## WHAT IS BEING ASKED
Lay out every line of the listing below as a Markdown table with the columns Row and Line. Number each row, and leave out any blank lines.

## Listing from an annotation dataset

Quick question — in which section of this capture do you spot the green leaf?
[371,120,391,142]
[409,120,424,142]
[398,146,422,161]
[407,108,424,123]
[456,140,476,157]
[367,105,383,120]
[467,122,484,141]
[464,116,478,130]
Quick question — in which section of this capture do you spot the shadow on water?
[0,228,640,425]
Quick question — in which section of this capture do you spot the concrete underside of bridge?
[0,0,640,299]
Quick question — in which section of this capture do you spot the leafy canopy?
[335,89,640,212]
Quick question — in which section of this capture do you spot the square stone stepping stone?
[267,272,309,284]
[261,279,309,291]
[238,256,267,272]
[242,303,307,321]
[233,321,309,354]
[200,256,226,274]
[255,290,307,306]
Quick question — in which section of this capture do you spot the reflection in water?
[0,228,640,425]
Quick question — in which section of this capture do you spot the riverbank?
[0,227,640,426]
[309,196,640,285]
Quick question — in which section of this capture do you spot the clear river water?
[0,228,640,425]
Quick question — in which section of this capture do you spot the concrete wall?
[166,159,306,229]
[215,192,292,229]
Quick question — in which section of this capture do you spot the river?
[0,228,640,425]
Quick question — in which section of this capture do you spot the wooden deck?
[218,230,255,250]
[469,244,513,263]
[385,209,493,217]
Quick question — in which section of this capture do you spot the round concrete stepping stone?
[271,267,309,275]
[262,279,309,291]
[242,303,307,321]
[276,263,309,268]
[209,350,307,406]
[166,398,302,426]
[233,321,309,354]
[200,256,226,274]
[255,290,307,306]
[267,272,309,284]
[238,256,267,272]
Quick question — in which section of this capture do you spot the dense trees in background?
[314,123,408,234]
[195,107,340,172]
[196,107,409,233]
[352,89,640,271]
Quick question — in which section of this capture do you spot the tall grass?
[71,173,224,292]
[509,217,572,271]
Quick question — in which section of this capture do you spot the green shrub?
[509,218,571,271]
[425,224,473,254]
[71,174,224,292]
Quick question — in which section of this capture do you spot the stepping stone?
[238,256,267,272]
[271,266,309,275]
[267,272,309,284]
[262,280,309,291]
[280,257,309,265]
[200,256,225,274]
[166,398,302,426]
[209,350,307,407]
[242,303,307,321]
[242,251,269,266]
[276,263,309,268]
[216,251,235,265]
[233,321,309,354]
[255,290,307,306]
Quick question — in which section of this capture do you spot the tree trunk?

## REPLY
| Row | Line |
|---|---|
| 1 | Quick question — in which section of this capture do you spot the green leaf? |
| 2 | [371,120,391,142] |
| 3 | [409,120,424,142] |
| 4 | [398,146,422,161] |
| 5 | [407,108,424,123] |
| 6 | [456,140,476,157] |
| 7 | [367,105,383,120] |
| 8 | [467,122,484,141] |
| 9 | [464,116,478,130] |
| 10 | Quick question — in which section of this capture do you spot the shadow on water? |
| 11 | [0,228,640,425] |
| 12 | Quick question — in which section of this capture do you spot the concrete underside of bridge? |
| 13 | [0,0,640,299] |
| 14 | Quick question — in which section of this capture do you spot the leafy canopy? |
| 15 | [335,89,640,212] |
| 16 | Quick question — in which section of this capture do you spot the square stone stepping stone? |
| 17 | [267,272,309,284] |
| 18 | [261,279,309,291] |
| 19 | [238,256,267,272] |
| 20 | [242,303,307,321] |
| 21 | [233,321,309,354] |
| 22 | [200,256,226,274] |
| 23 | [255,290,307,306] |
| 24 | Quick question — in which section of this capture do you spot the reflection in water? |
| 25 | [0,228,640,425] |
| 26 | Quick question — in which section of this capture do you spot the riverbank? |
| 27 | [0,227,640,426] |
| 28 | [309,196,640,285] |
| 29 | Quick question — in which section of this capture do you spot the clear river water? |
| 30 | [0,228,640,425] |
| 31 | Quick question — in which section of this capture do you spot the concrete wall? |
| 32 | [166,159,306,229] |
| 33 | [215,192,292,229] |
| 34 | Quick question — in which section of this capture do you spot the river? |
| 35 | [0,228,640,425] |
| 36 | Quick question — in which section of this capture do you spot the wooden deck? |
| 37 | [218,230,255,250] |
| 38 | [469,244,513,263] |
| 39 | [385,209,493,217] |
| 40 | Quick question — in which section of this capture do you spot the round concrete stepping stone? |
| 41 | [271,267,309,275] |
| 42 | [262,279,309,291] |
| 43 | [242,303,307,321] |
| 44 | [276,263,309,268] |
| 45 | [209,350,307,406] |
| 46 | [166,398,302,426] |
| 47 | [233,321,309,354] |
| 48 | [200,256,226,274] |
| 49 | [255,290,307,306] |
| 50 | [267,272,309,284] |
| 51 | [238,256,267,272] |
| 52 | Quick question — in which section of this capture do you spot the dense trees in background? |
| 53 | [314,123,408,234] |
| 54 | [195,107,340,172] |
| 55 | [196,107,409,233] |
| 56 | [352,89,640,271] |
| 57 | Quick question — in which section of this capture do you spot the tall grass? |
| 58 | [71,173,224,292] |
| 59 | [509,217,572,271] |
| 60 | Quick question — in which section of this capture do you spot the green shrub? |
| 61 | [509,218,571,271] |
| 62 | [425,224,473,254] |
| 63 | [71,174,224,292] |
| 64 | Quick question — in which section of this capture do you spot the stepping stone? |
| 65 | [238,256,267,272] |
| 66 | [271,266,309,275] |
| 67 | [267,272,309,284] |
| 68 | [262,280,309,291] |
| 69 | [280,257,309,265] |
| 70 | [200,256,225,274] |
| 71 | [166,398,302,426] |
| 72 | [209,350,307,407] |
| 73 | [242,303,307,321] |
| 74 | [242,251,269,266] |
| 75 | [276,263,309,268] |
| 76 | [216,251,235,265] |
| 77 | [233,321,309,354] |
| 78 | [255,290,307,306] |
| 79 | Quick question — in which section of this capture do you spot the tree trunk? |